WRITTEN REQUEST
Copy the biographical entry below word for word, from start to finish.

SOURCE PASSAGE
╔══

Surname is pronounced Jay-co-way; born June 16, 1944, in Little Rock, AR; daughter of Bronson Cooper and Daisy Jacoway; married Timothy Fagan Watson (a lawyer), September 7, 1978; children: Timothy Fagan, Jr, Todd Cooper. Education: Attended Randolph-Macon Woman's College, 1962-64; University of Arkansas, B.A, 1966; University of North Carolina, M.A, 1968, Ph.D, 1974. Politics: Democrat. Religion: Episcopalian.

ADDRESSES:

Home—Newport, AR. E-mail—[email protected].

CAREER:

Historian, educator, writer, and editor. University of Florida, Gainesville, assistant professor of behavioral studies, 1972-75; University of Arkansas, Little Rock, assistant professor, 1975-78, associate professor of American history, 1978—. Also taught at Lyon College, Batesville, AR. Has served on the Executive Council of the Southern Historical Association, the Board of Editors of the Journal of Southern History, and the Boards of Directors of the Arkansas Historical Association, the Southern Association for Women Historians, and the Arkansas Women's History Institute; has also served on planning committees for the Little Rock Central High School Museum Visitor's Center and the Penn School Museum.

╚══

RAW DATA
╔══

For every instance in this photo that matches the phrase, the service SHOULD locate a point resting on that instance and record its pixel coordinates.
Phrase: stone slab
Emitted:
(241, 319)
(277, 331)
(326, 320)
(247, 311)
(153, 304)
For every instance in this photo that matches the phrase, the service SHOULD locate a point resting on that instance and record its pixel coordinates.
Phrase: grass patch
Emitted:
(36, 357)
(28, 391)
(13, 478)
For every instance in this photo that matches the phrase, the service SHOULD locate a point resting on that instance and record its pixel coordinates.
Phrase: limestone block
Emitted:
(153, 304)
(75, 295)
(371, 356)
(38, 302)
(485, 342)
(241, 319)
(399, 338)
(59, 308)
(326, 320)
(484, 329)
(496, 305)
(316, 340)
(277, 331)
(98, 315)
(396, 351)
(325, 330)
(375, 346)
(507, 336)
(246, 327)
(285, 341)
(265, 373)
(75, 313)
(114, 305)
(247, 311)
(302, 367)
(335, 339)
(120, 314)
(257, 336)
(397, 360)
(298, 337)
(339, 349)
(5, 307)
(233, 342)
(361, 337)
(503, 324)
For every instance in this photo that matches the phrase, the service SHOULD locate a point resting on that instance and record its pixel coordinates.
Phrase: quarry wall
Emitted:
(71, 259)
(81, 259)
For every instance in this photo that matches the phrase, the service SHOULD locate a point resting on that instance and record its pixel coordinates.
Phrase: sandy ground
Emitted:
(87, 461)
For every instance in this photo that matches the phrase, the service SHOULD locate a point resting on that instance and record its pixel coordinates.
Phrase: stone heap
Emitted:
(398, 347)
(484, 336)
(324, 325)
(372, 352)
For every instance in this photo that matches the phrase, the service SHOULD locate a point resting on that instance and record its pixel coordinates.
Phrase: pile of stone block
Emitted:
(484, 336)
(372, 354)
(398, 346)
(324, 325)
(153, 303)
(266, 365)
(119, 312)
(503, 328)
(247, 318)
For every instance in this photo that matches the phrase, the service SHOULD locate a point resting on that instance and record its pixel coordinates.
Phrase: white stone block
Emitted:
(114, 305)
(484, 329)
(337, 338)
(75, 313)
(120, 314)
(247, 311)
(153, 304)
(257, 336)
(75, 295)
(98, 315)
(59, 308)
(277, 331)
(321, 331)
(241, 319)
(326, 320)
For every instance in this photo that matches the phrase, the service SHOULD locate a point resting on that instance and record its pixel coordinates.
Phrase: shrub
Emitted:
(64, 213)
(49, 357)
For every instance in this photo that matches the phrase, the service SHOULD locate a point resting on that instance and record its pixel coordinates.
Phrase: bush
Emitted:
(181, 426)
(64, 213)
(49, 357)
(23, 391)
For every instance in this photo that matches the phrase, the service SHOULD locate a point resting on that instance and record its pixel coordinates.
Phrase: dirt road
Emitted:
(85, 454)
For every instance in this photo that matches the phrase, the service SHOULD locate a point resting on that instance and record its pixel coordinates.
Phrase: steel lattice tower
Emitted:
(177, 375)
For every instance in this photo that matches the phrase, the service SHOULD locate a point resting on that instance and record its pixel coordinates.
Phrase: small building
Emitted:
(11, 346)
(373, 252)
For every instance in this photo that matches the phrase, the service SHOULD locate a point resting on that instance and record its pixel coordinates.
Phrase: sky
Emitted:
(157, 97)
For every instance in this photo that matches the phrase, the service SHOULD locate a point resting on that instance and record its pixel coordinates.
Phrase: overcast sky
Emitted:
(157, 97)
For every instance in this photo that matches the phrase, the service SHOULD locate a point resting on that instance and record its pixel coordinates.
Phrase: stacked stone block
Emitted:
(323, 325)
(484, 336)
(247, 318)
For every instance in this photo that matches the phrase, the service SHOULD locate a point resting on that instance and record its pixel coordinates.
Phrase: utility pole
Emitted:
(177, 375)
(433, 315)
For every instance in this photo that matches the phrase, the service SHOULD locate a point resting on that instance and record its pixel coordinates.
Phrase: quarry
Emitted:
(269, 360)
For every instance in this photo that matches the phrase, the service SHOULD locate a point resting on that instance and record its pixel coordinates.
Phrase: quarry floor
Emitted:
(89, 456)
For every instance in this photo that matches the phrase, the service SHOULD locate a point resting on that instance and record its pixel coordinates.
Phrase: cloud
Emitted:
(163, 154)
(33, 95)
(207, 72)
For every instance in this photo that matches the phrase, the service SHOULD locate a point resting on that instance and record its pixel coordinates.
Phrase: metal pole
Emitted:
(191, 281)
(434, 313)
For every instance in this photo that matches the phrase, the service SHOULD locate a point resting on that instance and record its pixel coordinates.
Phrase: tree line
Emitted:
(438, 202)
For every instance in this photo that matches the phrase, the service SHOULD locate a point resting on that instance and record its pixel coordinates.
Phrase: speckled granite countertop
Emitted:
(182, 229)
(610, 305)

╚══

WORKED ANSWER
Surname is pronounced Jay-co-way; born June 16, 1944, in Little Rock, AR; daughter of Bronson Cooper and Daisy Jacoway; married Timothy Fagan Watson (a lawyer), September 7, 1978; children: Timothy Fagan, Jr, Todd Cooper. Education: Attended Randolph-Macon Woman's College, 1962-64; University of Arkansas, B.A, 1966; University of North Carolina, M.A, 1968, Ph.D, 1974. Politics: Democrat. Religion: Episcopalian.

ADDRESSES:

Home—Newport, AR. E-mail—[email protected].

CAREER:

Historian, educator, writer, and editor. University of Florida, Gainesville, assistant professor of behavioral studies, 1972-75; University of Arkansas, Little Rock, assistant professor, 1975-78, associate professor of American history, 1978—. Also taught at Lyon College, Batesville, AR. Has served on the Executive Council of the Southern Historical Association, the Board of Editors of the Journal of Southern History, and the Boards of Directors of the Arkansas Historical Association, the Southern Association for Women Historians, and the Arkansas Women's History Institute; has also served on planning committees for the Little Rock Central High School Museum Visitor's Center and the Penn School Museum.